» **What you should do**
Gather every line of the entries that includes the word "legging".

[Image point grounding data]
────────────────────

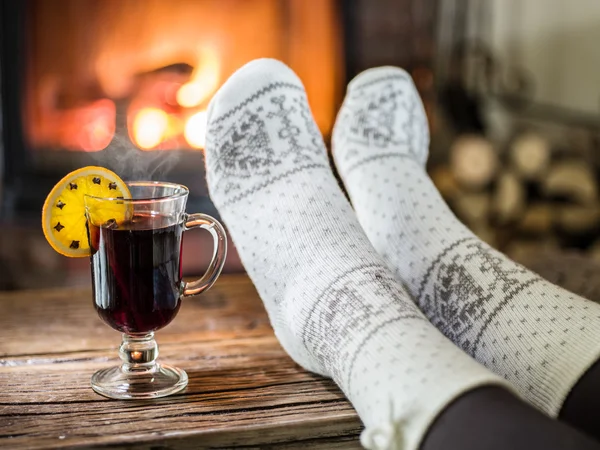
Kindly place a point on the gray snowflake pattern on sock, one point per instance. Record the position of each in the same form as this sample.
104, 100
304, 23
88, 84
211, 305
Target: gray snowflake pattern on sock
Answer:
536, 335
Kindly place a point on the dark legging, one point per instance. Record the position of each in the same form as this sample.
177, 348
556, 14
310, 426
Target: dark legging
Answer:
492, 418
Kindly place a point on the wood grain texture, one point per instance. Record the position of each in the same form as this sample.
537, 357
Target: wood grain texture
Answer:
244, 391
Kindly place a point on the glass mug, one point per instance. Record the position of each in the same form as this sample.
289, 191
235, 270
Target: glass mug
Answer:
137, 280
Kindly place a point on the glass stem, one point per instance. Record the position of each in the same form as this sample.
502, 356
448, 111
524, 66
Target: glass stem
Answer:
138, 353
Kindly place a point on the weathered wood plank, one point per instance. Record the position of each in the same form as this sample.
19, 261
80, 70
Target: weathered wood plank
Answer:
244, 391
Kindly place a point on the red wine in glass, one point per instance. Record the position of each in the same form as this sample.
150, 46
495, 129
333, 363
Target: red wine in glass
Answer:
136, 273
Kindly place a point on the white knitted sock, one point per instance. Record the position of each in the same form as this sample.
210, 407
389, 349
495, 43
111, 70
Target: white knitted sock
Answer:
335, 307
536, 335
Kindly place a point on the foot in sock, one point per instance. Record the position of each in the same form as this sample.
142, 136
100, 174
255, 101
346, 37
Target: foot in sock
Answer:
334, 306
536, 335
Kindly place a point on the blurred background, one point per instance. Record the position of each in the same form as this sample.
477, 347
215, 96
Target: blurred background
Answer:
511, 88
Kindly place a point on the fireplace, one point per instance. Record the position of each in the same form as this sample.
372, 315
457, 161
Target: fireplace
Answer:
125, 84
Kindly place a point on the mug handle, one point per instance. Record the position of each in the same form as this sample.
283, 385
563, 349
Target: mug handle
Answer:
217, 231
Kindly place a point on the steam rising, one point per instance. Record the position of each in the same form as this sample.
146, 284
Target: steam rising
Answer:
131, 163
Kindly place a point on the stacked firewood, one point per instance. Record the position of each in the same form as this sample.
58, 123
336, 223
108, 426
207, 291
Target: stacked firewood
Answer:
526, 197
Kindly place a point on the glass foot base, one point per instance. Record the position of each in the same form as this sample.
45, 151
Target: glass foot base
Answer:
121, 383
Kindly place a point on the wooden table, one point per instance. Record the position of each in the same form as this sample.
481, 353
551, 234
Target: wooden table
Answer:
244, 391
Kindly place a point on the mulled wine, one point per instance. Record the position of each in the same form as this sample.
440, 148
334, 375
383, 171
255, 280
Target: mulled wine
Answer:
136, 272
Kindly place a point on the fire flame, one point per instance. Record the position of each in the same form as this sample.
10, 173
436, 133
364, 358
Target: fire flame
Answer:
153, 126
150, 127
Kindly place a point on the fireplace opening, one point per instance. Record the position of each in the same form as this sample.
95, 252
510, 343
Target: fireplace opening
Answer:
125, 84
141, 73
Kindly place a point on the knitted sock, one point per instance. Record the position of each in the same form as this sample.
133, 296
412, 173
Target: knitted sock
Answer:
536, 335
335, 307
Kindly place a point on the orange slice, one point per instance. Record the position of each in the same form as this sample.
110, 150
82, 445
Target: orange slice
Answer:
63, 215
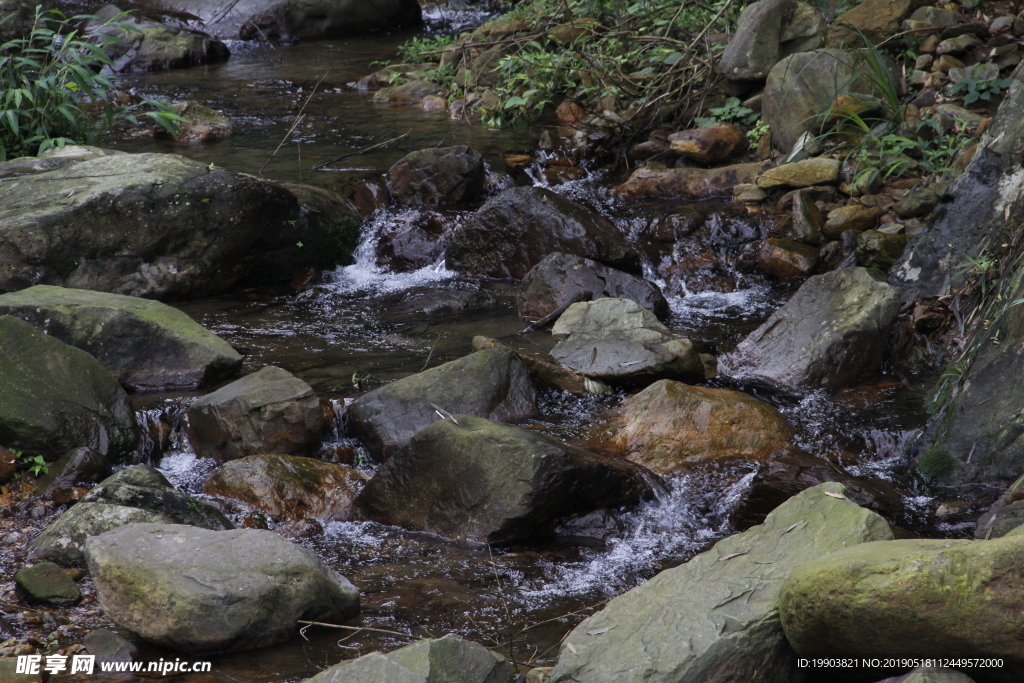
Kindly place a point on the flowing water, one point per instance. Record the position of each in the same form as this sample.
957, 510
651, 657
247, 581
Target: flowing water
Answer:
364, 325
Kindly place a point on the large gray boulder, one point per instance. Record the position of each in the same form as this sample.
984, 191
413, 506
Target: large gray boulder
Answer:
154, 225
801, 87
145, 344
513, 231
833, 333
949, 598
437, 175
199, 591
621, 342
492, 383
268, 412
486, 481
137, 494
768, 31
448, 659
54, 397
715, 619
559, 276
292, 19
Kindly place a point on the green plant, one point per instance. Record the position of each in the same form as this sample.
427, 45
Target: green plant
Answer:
731, 112
974, 88
52, 92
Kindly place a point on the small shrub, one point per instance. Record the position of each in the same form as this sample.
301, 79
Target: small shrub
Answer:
52, 92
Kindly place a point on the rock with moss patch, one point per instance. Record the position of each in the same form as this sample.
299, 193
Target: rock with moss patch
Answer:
54, 397
950, 598
145, 344
47, 583
138, 494
716, 619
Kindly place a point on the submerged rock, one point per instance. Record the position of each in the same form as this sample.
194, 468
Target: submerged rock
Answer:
199, 591
924, 598
513, 231
268, 412
137, 494
492, 384
671, 425
715, 619
289, 486
556, 279
145, 344
617, 341
446, 659
171, 227
54, 397
486, 481
833, 333
437, 175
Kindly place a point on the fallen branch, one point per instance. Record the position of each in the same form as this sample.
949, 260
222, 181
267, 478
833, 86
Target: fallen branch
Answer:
379, 145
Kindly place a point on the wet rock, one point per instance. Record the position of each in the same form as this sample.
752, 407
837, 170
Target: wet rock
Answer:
172, 227
292, 19
768, 31
833, 333
620, 342
152, 46
202, 124
880, 250
711, 144
690, 183
411, 241
920, 201
289, 486
492, 384
437, 175
805, 173
687, 624
956, 597
671, 425
47, 583
556, 279
109, 646
145, 344
436, 660
54, 397
785, 258
851, 217
137, 494
268, 412
199, 591
492, 482
802, 86
877, 19
790, 471
75, 467
513, 231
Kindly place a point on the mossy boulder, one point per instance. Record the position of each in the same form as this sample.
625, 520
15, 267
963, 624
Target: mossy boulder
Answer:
482, 480
289, 486
54, 397
198, 591
145, 344
949, 598
716, 619
138, 494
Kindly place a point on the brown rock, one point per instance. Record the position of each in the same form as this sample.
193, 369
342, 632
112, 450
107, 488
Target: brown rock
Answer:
820, 171
289, 487
785, 258
690, 183
852, 217
670, 425
711, 144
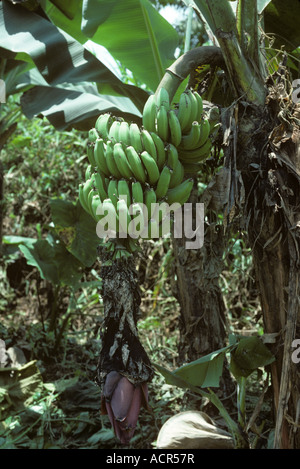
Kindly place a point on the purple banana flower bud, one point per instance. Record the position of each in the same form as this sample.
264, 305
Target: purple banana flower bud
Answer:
122, 401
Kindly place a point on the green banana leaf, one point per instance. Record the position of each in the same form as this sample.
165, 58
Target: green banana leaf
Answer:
250, 354
26, 36
131, 30
53, 262
77, 230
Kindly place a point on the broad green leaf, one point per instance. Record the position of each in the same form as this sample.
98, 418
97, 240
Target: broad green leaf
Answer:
18, 388
134, 33
77, 229
170, 377
53, 262
204, 372
41, 256
250, 354
32, 38
18, 240
67, 107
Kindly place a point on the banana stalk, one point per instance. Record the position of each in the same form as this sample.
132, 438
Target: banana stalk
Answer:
243, 76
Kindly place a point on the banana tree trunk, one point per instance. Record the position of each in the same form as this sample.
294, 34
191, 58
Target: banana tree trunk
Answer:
121, 349
202, 307
268, 157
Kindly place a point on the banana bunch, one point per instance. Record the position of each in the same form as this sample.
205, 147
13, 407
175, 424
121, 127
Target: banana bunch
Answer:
131, 167
187, 127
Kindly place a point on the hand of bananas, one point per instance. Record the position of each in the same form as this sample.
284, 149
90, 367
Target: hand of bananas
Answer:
132, 167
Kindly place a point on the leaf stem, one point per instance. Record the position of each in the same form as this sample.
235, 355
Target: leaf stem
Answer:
155, 50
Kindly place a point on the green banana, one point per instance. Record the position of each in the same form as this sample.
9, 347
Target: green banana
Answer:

────────────────────

» **Finished exercise**
Kindly place a point on the dark legging, one point per instance. Record the position of each in the same form as this sample.
Target: dark legging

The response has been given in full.